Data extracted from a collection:
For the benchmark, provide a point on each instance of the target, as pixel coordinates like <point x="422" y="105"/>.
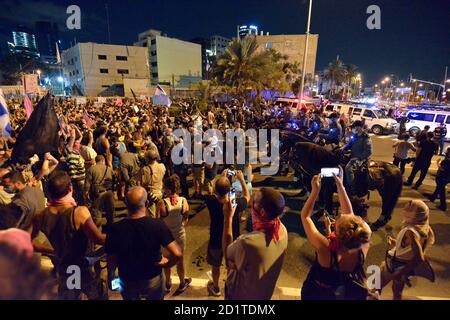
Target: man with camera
<point x="99" y="190"/>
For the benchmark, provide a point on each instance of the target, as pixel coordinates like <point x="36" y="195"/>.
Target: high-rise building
<point x="46" y="38"/>
<point x="245" y="30"/>
<point x="218" y="45"/>
<point x="24" y="41"/>
<point x="172" y="61"/>
<point x="94" y="69"/>
<point x="292" y="46"/>
<point x="212" y="48"/>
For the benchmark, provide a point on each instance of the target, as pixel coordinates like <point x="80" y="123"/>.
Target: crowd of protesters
<point x="63" y="201"/>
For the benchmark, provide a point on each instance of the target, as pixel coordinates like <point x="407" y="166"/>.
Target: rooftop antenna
<point x="107" y="22"/>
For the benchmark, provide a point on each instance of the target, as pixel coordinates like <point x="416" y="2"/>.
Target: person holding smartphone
<point x="337" y="272"/>
<point x="215" y="204"/>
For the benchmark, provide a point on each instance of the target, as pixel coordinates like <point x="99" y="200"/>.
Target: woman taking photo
<point x="174" y="210"/>
<point x="407" y="251"/>
<point x="337" y="272"/>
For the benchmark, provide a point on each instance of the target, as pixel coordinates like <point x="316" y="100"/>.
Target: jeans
<point x="350" y="175"/>
<point x="78" y="191"/>
<point x="441" y="182"/>
<point x="401" y="162"/>
<point x="423" y="168"/>
<point x="104" y="203"/>
<point x="151" y="289"/>
<point x="441" y="143"/>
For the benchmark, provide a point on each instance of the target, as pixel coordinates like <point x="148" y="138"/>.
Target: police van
<point x="418" y="119"/>
<point x="294" y="104"/>
<point x="375" y="119"/>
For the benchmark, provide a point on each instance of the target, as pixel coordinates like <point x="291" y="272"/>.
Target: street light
<point x="302" y="84"/>
<point x="39" y="76"/>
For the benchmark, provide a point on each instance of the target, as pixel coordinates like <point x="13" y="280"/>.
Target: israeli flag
<point x="160" y="97"/>
<point x="5" y="123"/>
<point x="159" y="91"/>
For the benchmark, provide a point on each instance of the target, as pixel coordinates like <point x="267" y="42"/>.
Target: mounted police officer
<point x="360" y="146"/>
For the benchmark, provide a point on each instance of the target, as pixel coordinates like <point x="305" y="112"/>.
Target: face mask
<point x="10" y="190"/>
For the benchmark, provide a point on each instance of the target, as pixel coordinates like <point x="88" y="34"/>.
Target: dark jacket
<point x="360" y="146"/>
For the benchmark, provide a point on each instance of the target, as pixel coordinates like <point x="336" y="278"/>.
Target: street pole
<point x="302" y="85"/>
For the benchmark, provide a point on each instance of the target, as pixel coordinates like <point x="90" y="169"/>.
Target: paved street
<point x="300" y="253"/>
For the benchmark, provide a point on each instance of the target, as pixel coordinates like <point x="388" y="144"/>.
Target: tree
<point x="350" y="77"/>
<point x="244" y="68"/>
<point x="336" y="74"/>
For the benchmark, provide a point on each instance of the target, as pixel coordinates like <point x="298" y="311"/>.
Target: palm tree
<point x="235" y="67"/>
<point x="336" y="74"/>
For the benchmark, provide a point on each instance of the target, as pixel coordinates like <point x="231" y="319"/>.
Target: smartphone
<point x="115" y="284"/>
<point x="231" y="173"/>
<point x="233" y="198"/>
<point x="328" y="172"/>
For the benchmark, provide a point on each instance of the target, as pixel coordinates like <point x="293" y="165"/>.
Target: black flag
<point x="134" y="95"/>
<point x="40" y="134"/>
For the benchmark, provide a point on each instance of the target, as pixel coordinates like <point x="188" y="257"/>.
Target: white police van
<point x="418" y="119"/>
<point x="376" y="119"/>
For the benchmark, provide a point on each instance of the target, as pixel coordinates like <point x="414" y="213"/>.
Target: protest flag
<point x="88" y="120"/>
<point x="5" y="123"/>
<point x="40" y="134"/>
<point x="28" y="106"/>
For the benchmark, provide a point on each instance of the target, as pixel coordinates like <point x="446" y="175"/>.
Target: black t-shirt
<point x="427" y="150"/>
<point x="444" y="169"/>
<point x="137" y="245"/>
<point x="215" y="209"/>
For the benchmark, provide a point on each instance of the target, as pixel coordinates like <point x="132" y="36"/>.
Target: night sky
<point x="414" y="35"/>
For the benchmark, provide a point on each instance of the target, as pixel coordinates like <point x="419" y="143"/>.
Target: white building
<point x="172" y="61"/>
<point x="100" y="69"/>
<point x="218" y="45"/>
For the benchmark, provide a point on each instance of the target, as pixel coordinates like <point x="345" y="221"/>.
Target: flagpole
<point x="302" y="85"/>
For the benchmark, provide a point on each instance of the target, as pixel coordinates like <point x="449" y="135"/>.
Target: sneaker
<point x="212" y="290"/>
<point x="183" y="288"/>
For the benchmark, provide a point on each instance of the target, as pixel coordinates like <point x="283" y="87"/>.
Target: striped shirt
<point x="75" y="162"/>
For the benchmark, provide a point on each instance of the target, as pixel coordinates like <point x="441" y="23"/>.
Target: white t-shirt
<point x="254" y="266"/>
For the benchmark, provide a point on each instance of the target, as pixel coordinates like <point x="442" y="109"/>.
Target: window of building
<point x="440" y="118"/>
<point x="421" y="116"/>
<point x="369" y="114"/>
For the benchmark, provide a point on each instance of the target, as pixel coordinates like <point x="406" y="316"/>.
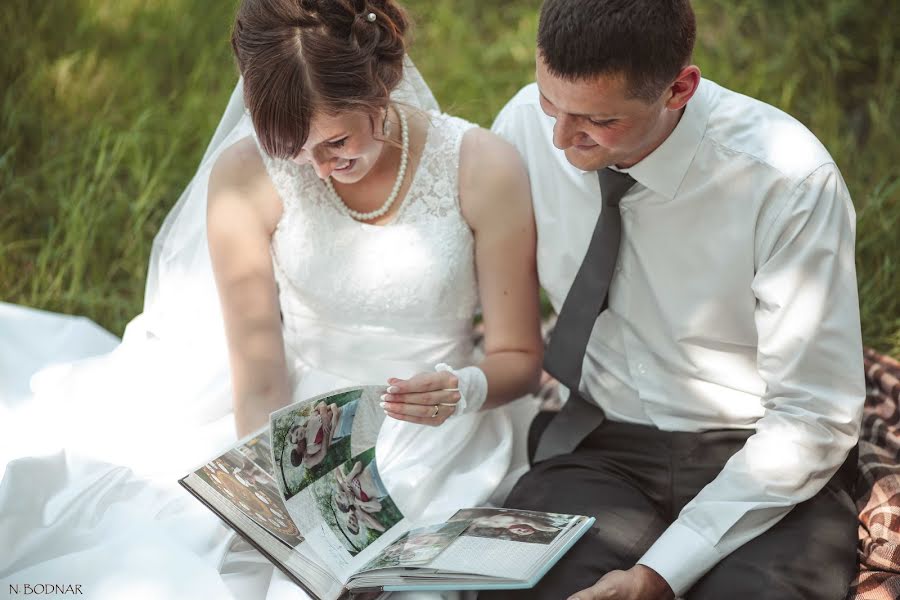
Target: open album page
<point x="323" y="455"/>
<point x="241" y="485"/>
<point x="490" y="542"/>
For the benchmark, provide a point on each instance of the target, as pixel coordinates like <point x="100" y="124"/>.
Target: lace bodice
<point x="412" y="278"/>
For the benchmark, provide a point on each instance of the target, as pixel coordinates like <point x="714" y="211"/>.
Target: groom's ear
<point x="683" y="87"/>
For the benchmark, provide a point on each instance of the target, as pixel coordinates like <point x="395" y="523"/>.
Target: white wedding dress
<point x="360" y="303"/>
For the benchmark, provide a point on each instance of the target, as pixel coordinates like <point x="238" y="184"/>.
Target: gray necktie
<point x="585" y="301"/>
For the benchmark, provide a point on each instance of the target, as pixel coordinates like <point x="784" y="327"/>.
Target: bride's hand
<point x="426" y="398"/>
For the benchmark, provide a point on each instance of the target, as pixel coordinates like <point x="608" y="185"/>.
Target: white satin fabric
<point x="103" y="432"/>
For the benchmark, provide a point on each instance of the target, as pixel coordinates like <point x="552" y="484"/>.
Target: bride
<point x="339" y="230"/>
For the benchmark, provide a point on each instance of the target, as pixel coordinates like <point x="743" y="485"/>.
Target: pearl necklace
<point x="404" y="160"/>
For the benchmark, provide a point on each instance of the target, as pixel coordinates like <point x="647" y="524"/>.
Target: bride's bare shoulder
<point x="239" y="183"/>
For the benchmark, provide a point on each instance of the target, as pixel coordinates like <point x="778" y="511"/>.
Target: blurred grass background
<point x="107" y="106"/>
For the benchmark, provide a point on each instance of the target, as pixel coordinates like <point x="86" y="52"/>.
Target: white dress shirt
<point x="733" y="305"/>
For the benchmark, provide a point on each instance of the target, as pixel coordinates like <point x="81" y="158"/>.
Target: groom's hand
<point x="637" y="583"/>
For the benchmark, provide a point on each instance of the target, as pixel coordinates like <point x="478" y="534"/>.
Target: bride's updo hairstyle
<point x="299" y="57"/>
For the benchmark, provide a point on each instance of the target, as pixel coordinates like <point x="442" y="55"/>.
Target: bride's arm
<point x="495" y="198"/>
<point x="242" y="212"/>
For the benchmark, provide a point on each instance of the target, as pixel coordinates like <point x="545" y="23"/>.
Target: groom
<point x="698" y="246"/>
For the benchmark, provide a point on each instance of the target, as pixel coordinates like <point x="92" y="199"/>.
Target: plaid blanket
<point x="878" y="484"/>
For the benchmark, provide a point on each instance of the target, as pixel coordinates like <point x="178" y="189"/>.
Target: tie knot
<point x="613" y="185"/>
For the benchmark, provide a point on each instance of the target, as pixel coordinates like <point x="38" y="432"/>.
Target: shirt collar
<point x="664" y="169"/>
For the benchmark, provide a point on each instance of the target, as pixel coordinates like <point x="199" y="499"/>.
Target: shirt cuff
<point x="681" y="556"/>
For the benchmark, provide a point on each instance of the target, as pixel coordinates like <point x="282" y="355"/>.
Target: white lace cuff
<point x="472" y="388"/>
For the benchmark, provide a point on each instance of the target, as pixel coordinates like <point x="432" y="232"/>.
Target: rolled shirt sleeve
<point x="810" y="358"/>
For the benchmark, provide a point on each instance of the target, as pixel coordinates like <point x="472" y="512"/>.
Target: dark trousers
<point x="636" y="479"/>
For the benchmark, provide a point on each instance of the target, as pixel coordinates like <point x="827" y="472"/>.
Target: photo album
<point x="306" y="492"/>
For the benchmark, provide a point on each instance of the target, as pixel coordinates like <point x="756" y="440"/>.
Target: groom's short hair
<point x="647" y="41"/>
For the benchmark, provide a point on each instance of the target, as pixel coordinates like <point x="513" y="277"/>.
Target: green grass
<point x="108" y="105"/>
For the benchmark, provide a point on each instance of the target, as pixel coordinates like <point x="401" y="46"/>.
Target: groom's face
<point x="597" y="123"/>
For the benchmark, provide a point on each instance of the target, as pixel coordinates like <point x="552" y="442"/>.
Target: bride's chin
<point x="350" y="174"/>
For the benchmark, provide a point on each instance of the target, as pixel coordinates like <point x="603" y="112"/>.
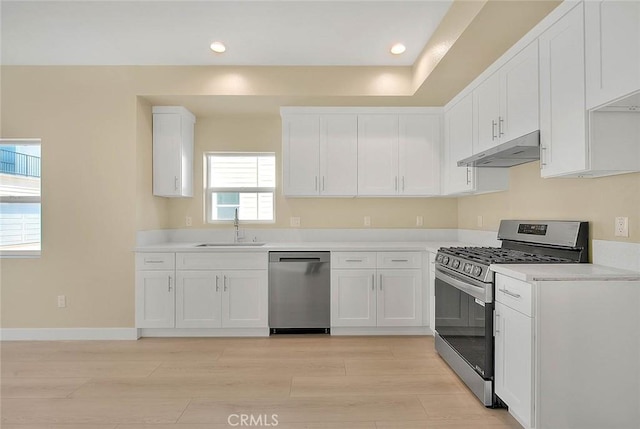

> [Work to complete]: Count the lines in the records above that contain the string "shirt", with case counting, and give only the number.

> [Solution for this exercise]: 7